• PASSAGE FOR REVIEW

· · · ·

The Name of the Game
Children are not the only ones who suffer from a sense of entitlement in the hermetically sealed world of Bollywood. Parents can be equally insular as well. There is no other reason to burden one’s child with a name like Taimur, a conqueror who was feared for his vicious plundering, on the pretext that he was also a great builder. Even as the world waits to know what Saif Ali Khan and Kareena Kapoor Khan have named their second child, perhaps the photogenic little boy should be told that his father rejected the name Faiz (which in its simplest definition means beneficence) in favour of the 14th century conqueror.
Time to Campaign
His social entertainers are commercial hits and no less than TIME magazine recognised Ayushmann Khurrana’s value as a conversation-starter on taboo subjects when it voted him as one of the 100 most influential people in the world. Now comes word that UNICEF has appointed Ayushmann as its ‘Celebrity Advocate’ for the children’s rights campaign EVAC (Ending Violence Against Children) in India. He joins an elite group, including former England football star David Beckham, who also works on this campaign globally. Says Ayushmann: “I have tried to contribute towards bringing positive change in society through cinema.” Now he can make a direct impact on society as well.

· · · ·

• Saved data entries

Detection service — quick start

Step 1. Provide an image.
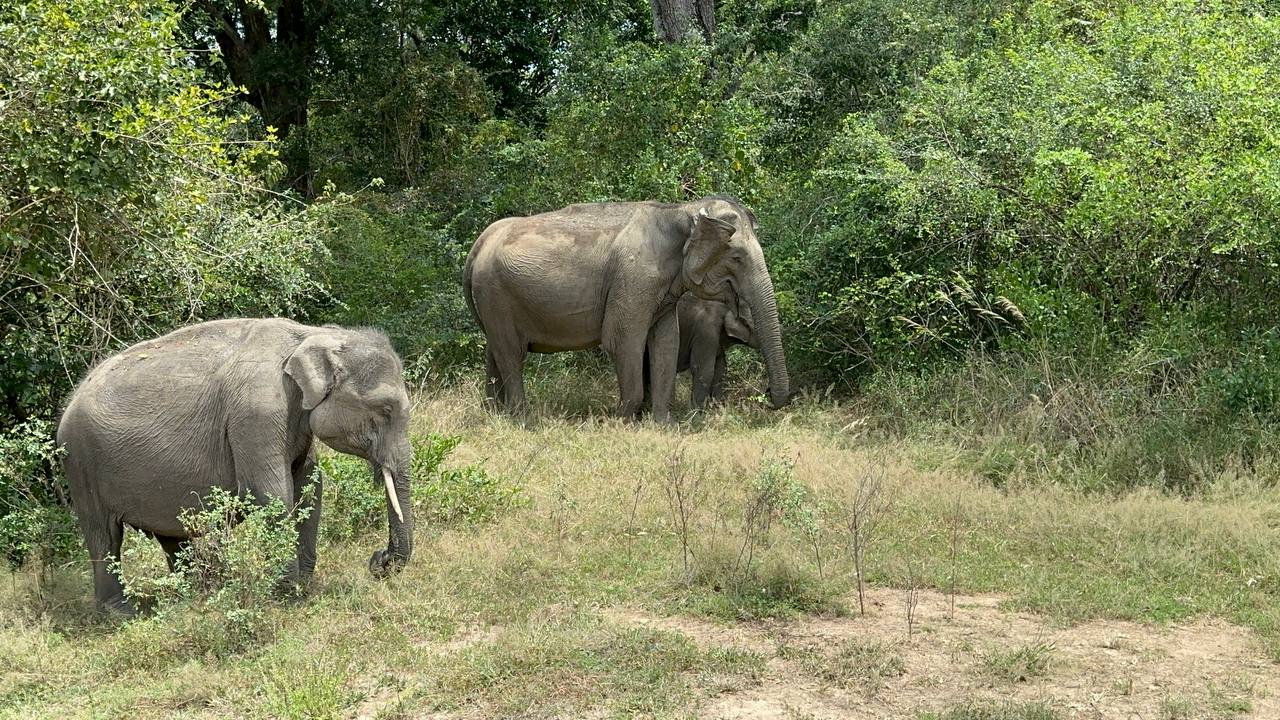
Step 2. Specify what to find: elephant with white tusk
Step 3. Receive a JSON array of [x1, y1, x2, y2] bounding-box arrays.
[[58, 319, 413, 614], [463, 196, 788, 421]]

· · · ·

• PROBLEMS AND TASKS
**a)** According to the Bollywood gossip column, what role has UNICEF given Ayushmann Khurrana?
**b)** Write the next part of the Bollywood gossip column, picking up after its final sentence.

• ANSWERS TO THE EXERCISES
**a)** UNICEF appointed him its "Celebrity Advocate" for the EVAC (Ending Violence Against Children) campaign in India.

**b)**
Did You Know?
Karthik Subbaraj, the wonder kid director from Chennai, made his father, a pharma company owner, act in his movies once he started directing rather than the other way round. Gajaraj Subbaraj’s debut as an actor was in his son’s 2012 debut movie, Pizza. Something Bollywood could pick up from the Tamil film industry, apart from remaking their movies.